#### TASK DIRECTIONS:
Line by line, transcribe the data below exactly and pass over the images.

====== ENTRIES SUPPLIED

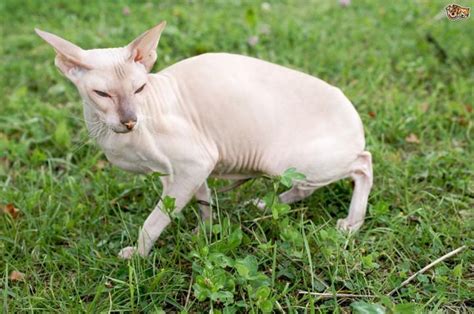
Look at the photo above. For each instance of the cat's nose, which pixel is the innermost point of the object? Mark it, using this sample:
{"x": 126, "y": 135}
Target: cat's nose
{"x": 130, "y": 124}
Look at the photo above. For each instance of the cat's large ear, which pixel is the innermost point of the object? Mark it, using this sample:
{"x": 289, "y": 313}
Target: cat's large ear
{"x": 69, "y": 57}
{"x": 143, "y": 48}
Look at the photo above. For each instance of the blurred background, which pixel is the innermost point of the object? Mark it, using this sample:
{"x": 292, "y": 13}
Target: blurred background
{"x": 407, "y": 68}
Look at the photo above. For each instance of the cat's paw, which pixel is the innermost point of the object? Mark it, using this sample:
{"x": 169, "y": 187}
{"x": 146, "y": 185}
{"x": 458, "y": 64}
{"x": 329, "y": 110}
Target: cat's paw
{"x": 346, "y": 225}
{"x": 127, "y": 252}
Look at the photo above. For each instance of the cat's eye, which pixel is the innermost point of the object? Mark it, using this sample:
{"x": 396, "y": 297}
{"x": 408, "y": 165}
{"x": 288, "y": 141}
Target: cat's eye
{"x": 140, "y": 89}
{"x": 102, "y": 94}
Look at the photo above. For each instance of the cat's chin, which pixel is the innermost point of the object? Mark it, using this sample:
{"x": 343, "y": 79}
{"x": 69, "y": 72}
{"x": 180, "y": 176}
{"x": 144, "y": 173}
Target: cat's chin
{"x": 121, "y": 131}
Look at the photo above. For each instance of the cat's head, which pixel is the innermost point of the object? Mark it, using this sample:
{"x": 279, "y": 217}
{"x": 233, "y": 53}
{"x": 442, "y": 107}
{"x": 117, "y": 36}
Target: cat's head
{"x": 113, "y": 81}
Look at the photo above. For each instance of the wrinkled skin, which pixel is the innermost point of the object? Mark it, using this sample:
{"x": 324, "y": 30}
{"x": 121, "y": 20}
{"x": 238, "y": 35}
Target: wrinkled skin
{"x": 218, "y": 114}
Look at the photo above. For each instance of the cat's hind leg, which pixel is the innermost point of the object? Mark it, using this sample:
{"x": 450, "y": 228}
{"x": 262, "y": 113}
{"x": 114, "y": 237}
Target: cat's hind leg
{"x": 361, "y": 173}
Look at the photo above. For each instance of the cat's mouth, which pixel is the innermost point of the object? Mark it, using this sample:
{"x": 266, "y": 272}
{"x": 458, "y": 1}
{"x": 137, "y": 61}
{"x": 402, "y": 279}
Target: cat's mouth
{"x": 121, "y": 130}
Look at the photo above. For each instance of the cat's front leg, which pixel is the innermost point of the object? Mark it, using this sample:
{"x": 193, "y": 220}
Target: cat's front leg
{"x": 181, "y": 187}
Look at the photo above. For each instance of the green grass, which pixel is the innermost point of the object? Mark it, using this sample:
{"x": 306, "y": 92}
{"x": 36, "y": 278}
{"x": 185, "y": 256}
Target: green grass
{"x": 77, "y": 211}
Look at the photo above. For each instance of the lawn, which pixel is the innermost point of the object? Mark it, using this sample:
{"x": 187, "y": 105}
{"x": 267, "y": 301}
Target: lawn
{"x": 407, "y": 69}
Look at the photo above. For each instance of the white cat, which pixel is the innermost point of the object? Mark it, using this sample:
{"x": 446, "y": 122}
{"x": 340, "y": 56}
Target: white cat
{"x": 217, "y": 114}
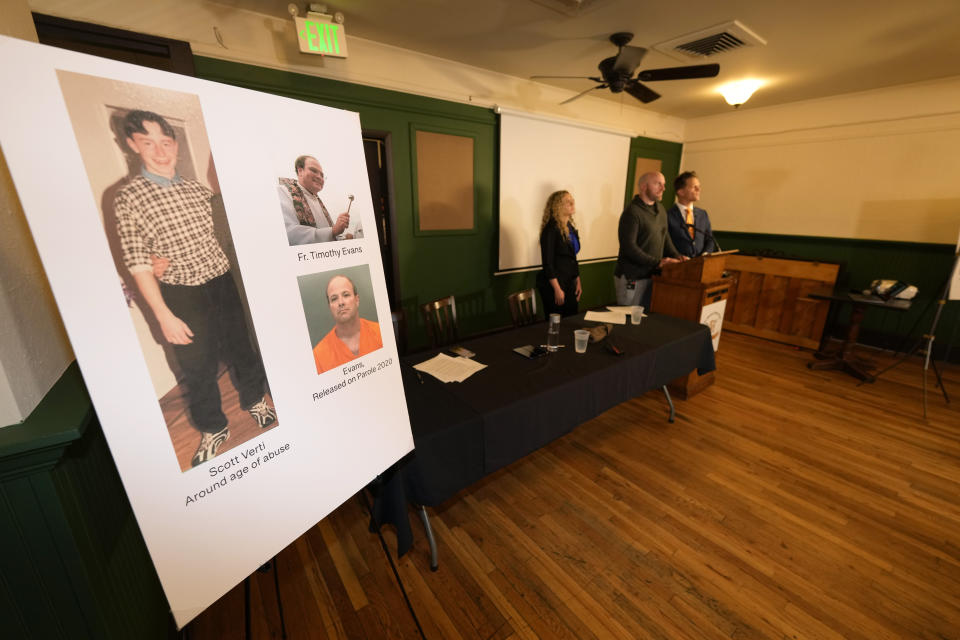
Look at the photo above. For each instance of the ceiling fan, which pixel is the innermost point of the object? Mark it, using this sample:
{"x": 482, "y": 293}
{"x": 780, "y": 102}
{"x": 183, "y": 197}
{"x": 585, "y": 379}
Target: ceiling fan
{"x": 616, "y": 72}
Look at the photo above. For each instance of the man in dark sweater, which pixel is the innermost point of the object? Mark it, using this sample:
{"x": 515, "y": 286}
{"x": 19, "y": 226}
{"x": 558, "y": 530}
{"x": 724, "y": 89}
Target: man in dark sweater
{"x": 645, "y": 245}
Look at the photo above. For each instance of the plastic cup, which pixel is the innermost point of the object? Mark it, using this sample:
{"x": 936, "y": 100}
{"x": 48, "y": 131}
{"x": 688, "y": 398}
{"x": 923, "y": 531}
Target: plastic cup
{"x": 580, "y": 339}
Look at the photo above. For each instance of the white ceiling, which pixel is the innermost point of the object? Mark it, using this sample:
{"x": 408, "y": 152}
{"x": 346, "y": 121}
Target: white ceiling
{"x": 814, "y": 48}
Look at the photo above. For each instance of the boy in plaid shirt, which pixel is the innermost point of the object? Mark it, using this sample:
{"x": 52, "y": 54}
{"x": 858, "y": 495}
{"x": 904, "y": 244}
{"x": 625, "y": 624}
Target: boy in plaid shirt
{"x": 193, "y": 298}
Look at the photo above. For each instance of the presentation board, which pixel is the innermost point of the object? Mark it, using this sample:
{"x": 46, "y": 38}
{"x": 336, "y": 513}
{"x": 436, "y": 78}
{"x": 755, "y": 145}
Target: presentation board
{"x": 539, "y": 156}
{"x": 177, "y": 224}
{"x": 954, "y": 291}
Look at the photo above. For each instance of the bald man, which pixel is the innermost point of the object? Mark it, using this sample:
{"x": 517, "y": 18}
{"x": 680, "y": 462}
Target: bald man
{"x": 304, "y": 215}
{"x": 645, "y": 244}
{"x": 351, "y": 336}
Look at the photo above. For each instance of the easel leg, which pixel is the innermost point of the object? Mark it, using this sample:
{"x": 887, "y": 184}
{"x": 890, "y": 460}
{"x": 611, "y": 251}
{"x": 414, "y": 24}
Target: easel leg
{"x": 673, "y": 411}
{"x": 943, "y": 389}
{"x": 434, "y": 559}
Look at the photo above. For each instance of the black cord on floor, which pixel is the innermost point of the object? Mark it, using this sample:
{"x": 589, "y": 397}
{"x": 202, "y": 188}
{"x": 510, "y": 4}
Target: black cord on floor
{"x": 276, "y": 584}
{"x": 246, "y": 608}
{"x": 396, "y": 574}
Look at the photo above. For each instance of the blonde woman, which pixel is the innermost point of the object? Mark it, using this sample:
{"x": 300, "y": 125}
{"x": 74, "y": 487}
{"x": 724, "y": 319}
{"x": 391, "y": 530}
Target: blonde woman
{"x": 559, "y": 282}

============

#### OUTPUT FOR THIS EXERCISE:
Look at the photo above. For each instance of the cat's nose, which pixel is the innermost point of the object? Mark it, using this sample:
{"x": 126, "y": 135}
Target: cat's nose
{"x": 130, "y": 124}
Look at the photo above. For each instance of the cat's large ear, which pixel is the innermost point of the object? Mark it, using this sample:
{"x": 289, "y": 313}
Target: cat's large ear
{"x": 69, "y": 57}
{"x": 143, "y": 48}
Look at the photo above. For each instance of the blurred background, which pixel is the innermost point of the object? Mark it, using this sample:
{"x": 292, "y": 13}
Target: blurred background
{"x": 407, "y": 68}
Look at the photo above. For each instance of the cat's paw, which pixel is the innermost point of the object? Mark it, using this sample:
{"x": 169, "y": 187}
{"x": 146, "y": 185}
{"x": 458, "y": 64}
{"x": 329, "y": 110}
Target: cat's paw
{"x": 346, "y": 225}
{"x": 127, "y": 252}
Look at the photo above. For each instance of the cat's eye, which pixel is the innermost point of the object? Mark it, using this sample:
{"x": 396, "y": 297}
{"x": 408, "y": 165}
{"x": 288, "y": 141}
Target: cat's eye
{"x": 140, "y": 89}
{"x": 102, "y": 94}
Look at the photo above. For each instance of the cat's chin, which pixel is the innermost point of the object? Mark it, using this sample:
{"x": 343, "y": 79}
{"x": 69, "y": 72}
{"x": 180, "y": 176}
{"x": 144, "y": 173}
Target: cat's chin
{"x": 121, "y": 131}
Look at the photo above. For each instance of the cat's head, which pixel is the innermost point of the object? Mark it, using this sample:
{"x": 279, "y": 217}
{"x": 233, "y": 53}
{"x": 442, "y": 107}
{"x": 117, "y": 36}
Target: cat's head
{"x": 113, "y": 81}
Look at the photo above. For each instance of the wrinkled skin, which pixel is the innermost point of the object? Mark it, using this sample:
{"x": 324, "y": 30}
{"x": 121, "y": 20}
{"x": 238, "y": 35}
Target: wrinkled skin
{"x": 218, "y": 114}
Look at the photo above. For each instance of the cat's hind leg, which pixel is the innermost point of the object? Mark it, using this sample:
{"x": 450, "y": 228}
{"x": 262, "y": 113}
{"x": 114, "y": 237}
Target: cat's hind leg
{"x": 361, "y": 173}
Look at the photo above. For each instance of the cat's mouth, which pixel is the innermost point of the object? Mark it, using this sample:
{"x": 266, "y": 272}
{"x": 458, "y": 1}
{"x": 137, "y": 61}
{"x": 402, "y": 279}
Target: cat's mouth
{"x": 121, "y": 130}
Look at the photo above. For each instance of the cat's front leg, which pixel is the innermost point of the object? Mark it, using this sample:
{"x": 193, "y": 220}
Target: cat's front leg
{"x": 181, "y": 187}
Look at the photo above. For each instance of the green grass, which pixel is the innermost point of the object? Mark it, using this sample:
{"x": 306, "y": 92}
{"x": 36, "y": 278}
{"x": 185, "y": 256}
Target: green grass
{"x": 77, "y": 211}
Look at the photo above. For each instance of the lawn, which pixel is the innermost point of the object? Mark it, using this sample:
{"x": 187, "y": 105}
{"x": 267, "y": 301}
Target: lawn
{"x": 407, "y": 69}
Look at the photo above. For each instance of the white cat, which pixel is the innermost point of the object? Mark it, using this sample:
{"x": 446, "y": 122}
{"x": 340, "y": 56}
Target: white cat
{"x": 217, "y": 114}
Look at the photo above. For each instance of the ceiling fan, which pixel is the innermost point of the object? Mark it, using this sample:
{"x": 482, "y": 293}
{"x": 780, "y": 102}
{"x": 183, "y": 197}
{"x": 585, "y": 379}
Target: ceiling fan
{"x": 616, "y": 72}
Look at the photo above. For each instance of the man in dark sweater, which pixel is the innermost point of the object? Mark it, using this sample:
{"x": 515, "y": 286}
{"x": 19, "y": 226}
{"x": 558, "y": 530}
{"x": 724, "y": 89}
Target: man in dark sweater
{"x": 645, "y": 245}
Look at the photo above. For each instance of the plastic cup, which pixel is the innermost point of the object? Mark it, using this sample:
{"x": 936, "y": 100}
{"x": 48, "y": 131}
{"x": 688, "y": 398}
{"x": 923, "y": 531}
Target: plastic cup
{"x": 580, "y": 339}
Look at the photo above. For each instance of the white ceiling, which pixel is the innermost point of the object? Mark it, using this sample:
{"x": 408, "y": 152}
{"x": 346, "y": 121}
Target: white ceiling
{"x": 814, "y": 48}
Look at the photo above. For each instance of the boy in plaid shirt, which pixel is the innermost point of the object? Mark it, using this sample:
{"x": 52, "y": 54}
{"x": 858, "y": 495}
{"x": 904, "y": 244}
{"x": 625, "y": 624}
Target: boy in plaid shirt
{"x": 193, "y": 298}
Look at the photo above. For each instance of the presentation board, which pixel is the innermost point of the object? Mark it, using this sample:
{"x": 46, "y": 38}
{"x": 336, "y": 513}
{"x": 436, "y": 78}
{"x": 755, "y": 145}
Target: presentation board
{"x": 539, "y": 156}
{"x": 177, "y": 224}
{"x": 954, "y": 291}
Look at the photo above. For each instance of the bald man, which pixel is the innermost point of the object? Mark it, using this sample:
{"x": 517, "y": 18}
{"x": 680, "y": 462}
Target: bald man
{"x": 304, "y": 215}
{"x": 645, "y": 244}
{"x": 351, "y": 336}
Look at the photo above. For each instance of the easel leg, which pixel is the innermost point of the object? Mark it, using this sample:
{"x": 887, "y": 184}
{"x": 890, "y": 460}
{"x": 611, "y": 251}
{"x": 414, "y": 24}
Target: easel leg
{"x": 673, "y": 411}
{"x": 943, "y": 389}
{"x": 434, "y": 559}
Look at the photo above. For each instance of the black cord on floor, which pixel is the innermost point of the object? Mark it, using this sample:
{"x": 589, "y": 397}
{"x": 202, "y": 188}
{"x": 510, "y": 4}
Target: black cord on floor
{"x": 276, "y": 584}
{"x": 246, "y": 608}
{"x": 396, "y": 574}
Look at the photo above. For each instance of the blonde woman, which pixel is the innermost point of the object? Mark it, using this sample:
{"x": 300, "y": 125}
{"x": 74, "y": 487}
{"x": 724, "y": 319}
{"x": 391, "y": 530}
Target: blonde woman
{"x": 559, "y": 282}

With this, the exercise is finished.